Start of Page text

The New York Times Just Destroyed Its Credibility—and Much More | Opinion

There was a mainstream media race to the bottom recently, and The New York Times was the ringleader. The consequences were immediate, terrible, and may be felt for years to come.

Announcing the horrifying news of an explosion at a hospital in Gaza, the Times made a series of deliberate and unconscionable choices that contorted the story, and in a way that may have contributed to lost lives.

Their headline "Israeli Strike Kills Hundreds in Hospital, Palestinians Say" is abominable journalistic malpractice. Think of the editorial decisions involved here: repeating an inflammatory claim (an "Israeli strike"), one that is highly likely to provoke a violent response, one that is unsubstantiated and heavily disputed, and subtly bending the rules of writing by burying the extraordinarily suspect source of this allegation as an afterthought at the end of the headline.

Think of the decision to further whitewash the accusers by attributing the claim to generalized "Palestinians" rather than the "terrorist group Hamas," which was the actual source, and which is defined as a terrorist group by the U.S. government and numerous other Western allies.

As if there were any lingering doubt about who they are after Oct. 7.

Did I mention that they put the headline over a gruesome photo of a bombed-out building? A building that was somewhere else entirely, not associated with the hospital, and that was just an available and sensational image intended to amp up readers? Why not deepfake a mushroom cloud?

In the ensuing hours, one could watch the Gray Lady's "sorry, not sorry" back peddling in real time. Sorry in the sense that the Times did eventually change their headline as the evidence that they had been played mounted. Not sorry in the sense that they did everything possible to leave the reader with the exact same impression that they started with. First they took out the word "Israeli" but left the word "strike" and added a new, even more highly-charged photo. Then, they dialed back "strike" to the more neutral "blast" but added the subhead, "Israelis Say Misfired Palestinian Rocket Was Cause of Explosion."

When they want to emphasize that something is an unsubstantiated claim, and when the claimant is Israel, they remember to put the "source says" attribution first. Go figure.

Make no mistake: There is now video evidence, audio evidence, and the assessment of our own intelligence agencies that the blast was caused by a misfired rocket from another Palestinian terrorist group, Islamic Jihad. Yet, the Times has merely retreated to a mealy-mouthed hash that the facts are disputed and they "have not been independently verified." Go figure again.

So to sum up, the most prominent media institution on Earth decided to take an unproven allegation from a vicious terrorist group that 11 days earlier had murdered 1,300 innocent people, taken 200 hostages, and burned alive and decapitated their victims including children, and present it in the way that most served the propaganda aims of the terrorists.

End of Page text
Start of Excerpted records

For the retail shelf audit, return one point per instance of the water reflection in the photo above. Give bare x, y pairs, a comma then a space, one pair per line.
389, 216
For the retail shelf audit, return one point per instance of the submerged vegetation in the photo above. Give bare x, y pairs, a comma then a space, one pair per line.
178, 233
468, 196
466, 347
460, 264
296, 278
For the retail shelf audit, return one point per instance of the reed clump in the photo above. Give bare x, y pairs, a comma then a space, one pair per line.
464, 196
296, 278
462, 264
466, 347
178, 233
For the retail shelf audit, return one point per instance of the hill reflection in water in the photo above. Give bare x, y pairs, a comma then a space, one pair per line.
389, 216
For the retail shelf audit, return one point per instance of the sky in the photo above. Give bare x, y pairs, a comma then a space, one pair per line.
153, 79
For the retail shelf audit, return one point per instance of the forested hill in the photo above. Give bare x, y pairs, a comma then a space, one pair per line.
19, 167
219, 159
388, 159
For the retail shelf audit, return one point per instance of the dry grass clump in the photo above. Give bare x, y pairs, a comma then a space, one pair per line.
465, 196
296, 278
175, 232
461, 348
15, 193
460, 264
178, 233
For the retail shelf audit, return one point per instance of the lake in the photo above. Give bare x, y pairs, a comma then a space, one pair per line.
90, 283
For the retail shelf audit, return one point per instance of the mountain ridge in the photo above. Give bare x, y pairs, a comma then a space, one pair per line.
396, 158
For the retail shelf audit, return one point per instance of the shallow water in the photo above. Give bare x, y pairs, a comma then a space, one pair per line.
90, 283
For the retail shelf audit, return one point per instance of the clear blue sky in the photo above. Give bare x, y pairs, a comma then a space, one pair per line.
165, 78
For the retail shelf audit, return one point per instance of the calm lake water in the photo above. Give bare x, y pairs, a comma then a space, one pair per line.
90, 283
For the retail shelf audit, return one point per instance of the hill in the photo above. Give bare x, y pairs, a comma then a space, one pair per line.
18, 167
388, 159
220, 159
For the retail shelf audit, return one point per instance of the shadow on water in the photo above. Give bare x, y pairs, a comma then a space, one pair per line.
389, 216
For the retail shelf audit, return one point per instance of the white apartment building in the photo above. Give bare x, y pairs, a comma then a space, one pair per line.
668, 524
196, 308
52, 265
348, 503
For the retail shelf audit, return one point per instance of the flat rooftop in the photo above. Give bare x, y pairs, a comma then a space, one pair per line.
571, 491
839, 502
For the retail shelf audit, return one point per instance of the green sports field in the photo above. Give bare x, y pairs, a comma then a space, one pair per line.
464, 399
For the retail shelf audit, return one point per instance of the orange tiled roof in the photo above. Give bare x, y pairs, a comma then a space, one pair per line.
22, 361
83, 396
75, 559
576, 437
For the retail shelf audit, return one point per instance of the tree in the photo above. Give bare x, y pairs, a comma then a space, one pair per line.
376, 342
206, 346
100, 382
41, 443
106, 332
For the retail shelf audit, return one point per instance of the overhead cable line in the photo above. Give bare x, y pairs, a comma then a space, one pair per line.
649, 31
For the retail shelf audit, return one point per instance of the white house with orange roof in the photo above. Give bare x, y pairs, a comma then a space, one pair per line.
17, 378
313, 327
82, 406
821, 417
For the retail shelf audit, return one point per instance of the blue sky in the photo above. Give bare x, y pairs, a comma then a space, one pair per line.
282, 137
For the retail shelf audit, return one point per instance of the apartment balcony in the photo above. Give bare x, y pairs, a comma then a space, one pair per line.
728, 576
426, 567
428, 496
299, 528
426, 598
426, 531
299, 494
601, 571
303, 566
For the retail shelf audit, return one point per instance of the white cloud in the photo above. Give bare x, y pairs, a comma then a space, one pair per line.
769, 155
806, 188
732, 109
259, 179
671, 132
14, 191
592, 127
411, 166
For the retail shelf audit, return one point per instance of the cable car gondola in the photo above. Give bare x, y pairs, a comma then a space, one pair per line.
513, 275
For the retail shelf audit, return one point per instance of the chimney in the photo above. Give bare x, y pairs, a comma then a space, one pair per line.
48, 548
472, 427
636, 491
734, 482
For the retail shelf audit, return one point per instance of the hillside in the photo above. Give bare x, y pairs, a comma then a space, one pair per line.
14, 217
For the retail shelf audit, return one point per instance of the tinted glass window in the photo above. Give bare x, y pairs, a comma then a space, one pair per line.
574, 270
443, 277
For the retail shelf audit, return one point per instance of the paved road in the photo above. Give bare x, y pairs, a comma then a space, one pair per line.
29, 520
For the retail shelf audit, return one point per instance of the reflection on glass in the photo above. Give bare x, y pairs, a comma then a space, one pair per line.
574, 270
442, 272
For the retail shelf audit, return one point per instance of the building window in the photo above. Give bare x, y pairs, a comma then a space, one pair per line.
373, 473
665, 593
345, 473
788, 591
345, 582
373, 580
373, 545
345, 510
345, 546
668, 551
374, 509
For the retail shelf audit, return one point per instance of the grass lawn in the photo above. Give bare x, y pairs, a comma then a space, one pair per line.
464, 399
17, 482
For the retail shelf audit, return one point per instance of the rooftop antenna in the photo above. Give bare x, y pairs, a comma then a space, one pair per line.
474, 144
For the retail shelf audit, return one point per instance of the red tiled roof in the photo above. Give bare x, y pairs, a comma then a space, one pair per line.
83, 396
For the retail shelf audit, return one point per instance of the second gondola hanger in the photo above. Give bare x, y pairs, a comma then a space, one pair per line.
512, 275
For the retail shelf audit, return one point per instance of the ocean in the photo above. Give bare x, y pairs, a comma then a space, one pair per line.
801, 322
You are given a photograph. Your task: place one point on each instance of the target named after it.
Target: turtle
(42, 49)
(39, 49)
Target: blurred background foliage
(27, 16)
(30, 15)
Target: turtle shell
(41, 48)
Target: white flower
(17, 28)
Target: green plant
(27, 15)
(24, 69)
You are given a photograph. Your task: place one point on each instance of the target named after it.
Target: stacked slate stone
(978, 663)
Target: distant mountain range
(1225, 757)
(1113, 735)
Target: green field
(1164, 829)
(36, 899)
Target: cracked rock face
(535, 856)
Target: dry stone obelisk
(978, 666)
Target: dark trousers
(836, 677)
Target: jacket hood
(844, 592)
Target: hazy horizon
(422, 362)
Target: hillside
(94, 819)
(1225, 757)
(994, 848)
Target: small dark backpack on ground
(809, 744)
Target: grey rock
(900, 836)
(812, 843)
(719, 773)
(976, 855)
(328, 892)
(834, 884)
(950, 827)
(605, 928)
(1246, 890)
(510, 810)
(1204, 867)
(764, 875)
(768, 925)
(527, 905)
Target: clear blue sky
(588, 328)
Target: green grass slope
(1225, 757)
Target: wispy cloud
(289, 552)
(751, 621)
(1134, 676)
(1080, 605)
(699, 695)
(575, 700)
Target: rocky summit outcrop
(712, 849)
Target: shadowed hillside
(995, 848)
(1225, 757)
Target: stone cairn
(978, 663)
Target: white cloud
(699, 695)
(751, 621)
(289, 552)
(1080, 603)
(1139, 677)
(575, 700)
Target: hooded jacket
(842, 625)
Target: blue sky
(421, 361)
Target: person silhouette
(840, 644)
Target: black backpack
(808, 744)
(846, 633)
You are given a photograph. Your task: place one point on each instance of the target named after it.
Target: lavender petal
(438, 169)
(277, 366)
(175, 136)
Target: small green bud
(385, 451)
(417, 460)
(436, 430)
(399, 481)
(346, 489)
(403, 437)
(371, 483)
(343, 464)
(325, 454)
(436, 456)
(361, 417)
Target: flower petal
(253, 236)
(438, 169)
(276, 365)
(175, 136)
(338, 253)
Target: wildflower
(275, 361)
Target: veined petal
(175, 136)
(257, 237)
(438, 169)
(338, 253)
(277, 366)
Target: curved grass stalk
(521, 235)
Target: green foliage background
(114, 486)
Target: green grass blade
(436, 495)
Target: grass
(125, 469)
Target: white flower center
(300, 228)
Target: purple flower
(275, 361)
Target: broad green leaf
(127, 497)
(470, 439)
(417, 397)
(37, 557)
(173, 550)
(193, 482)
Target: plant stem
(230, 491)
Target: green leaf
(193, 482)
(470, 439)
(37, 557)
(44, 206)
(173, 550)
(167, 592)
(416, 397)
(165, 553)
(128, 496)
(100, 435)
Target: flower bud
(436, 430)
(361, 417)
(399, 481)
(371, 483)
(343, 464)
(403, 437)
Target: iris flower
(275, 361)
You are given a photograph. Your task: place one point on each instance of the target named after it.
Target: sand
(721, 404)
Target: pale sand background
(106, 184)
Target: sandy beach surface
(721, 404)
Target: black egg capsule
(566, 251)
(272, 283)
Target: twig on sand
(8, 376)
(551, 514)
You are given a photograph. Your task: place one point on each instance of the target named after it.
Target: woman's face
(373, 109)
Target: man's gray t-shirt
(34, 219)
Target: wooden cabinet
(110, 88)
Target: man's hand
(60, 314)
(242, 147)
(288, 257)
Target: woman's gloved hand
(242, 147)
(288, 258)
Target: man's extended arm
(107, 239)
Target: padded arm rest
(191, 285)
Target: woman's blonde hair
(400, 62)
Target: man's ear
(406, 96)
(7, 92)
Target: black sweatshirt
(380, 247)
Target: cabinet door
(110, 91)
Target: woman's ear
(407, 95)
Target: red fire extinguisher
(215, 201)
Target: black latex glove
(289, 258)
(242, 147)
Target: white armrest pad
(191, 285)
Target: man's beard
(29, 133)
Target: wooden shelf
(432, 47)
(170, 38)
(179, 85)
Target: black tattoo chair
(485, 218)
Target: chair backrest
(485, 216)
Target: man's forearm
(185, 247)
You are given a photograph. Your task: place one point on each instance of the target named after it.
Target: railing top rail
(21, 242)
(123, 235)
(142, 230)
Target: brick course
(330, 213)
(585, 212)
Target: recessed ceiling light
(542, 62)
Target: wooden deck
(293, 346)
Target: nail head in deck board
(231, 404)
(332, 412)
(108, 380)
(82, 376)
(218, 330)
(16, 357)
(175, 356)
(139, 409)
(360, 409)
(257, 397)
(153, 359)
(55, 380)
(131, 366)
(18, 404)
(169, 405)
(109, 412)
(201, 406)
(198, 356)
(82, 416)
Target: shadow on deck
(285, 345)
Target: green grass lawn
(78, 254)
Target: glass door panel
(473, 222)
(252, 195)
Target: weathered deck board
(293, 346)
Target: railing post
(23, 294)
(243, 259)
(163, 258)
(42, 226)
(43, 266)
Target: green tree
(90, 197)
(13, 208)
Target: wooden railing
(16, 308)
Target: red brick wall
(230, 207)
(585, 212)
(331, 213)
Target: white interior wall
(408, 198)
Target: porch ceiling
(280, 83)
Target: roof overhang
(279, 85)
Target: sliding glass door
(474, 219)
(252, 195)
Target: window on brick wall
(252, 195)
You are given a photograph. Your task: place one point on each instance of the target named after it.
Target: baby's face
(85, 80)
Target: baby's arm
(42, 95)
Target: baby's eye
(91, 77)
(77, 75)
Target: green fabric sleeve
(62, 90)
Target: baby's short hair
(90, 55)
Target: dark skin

End of Excerpted records

Questions
1/ Can you output the op-ed's text between "Think of the decision" and "a mushroom cloud?", inclusive, copied word for word?
2/ According to the op-ed, what evidence shows that the blast came from a misfired rocket? List every item it names.

Responses in order
1/
Think of the decision to further whitewash the accusers by attributing the claim to generalized "Palestinians" rather than the "terrorist group Hamas," which was the actual source, and which is defined as a terrorist group by the U.S. government and numerous other Western allies.

As if there were any lingering doubt about who they are after Oct. 7.

Did I mention that they put the headline over a gruesome photo of a bombed-out building? A building that was somewhere else entirely, not associated with the hospital, and that was just an available and sensational image intended to amp up readers? Why not deepfake a mushroom cloud?

2/
- video evidence
- audio evidence
- the assessment of our own intelligence agencies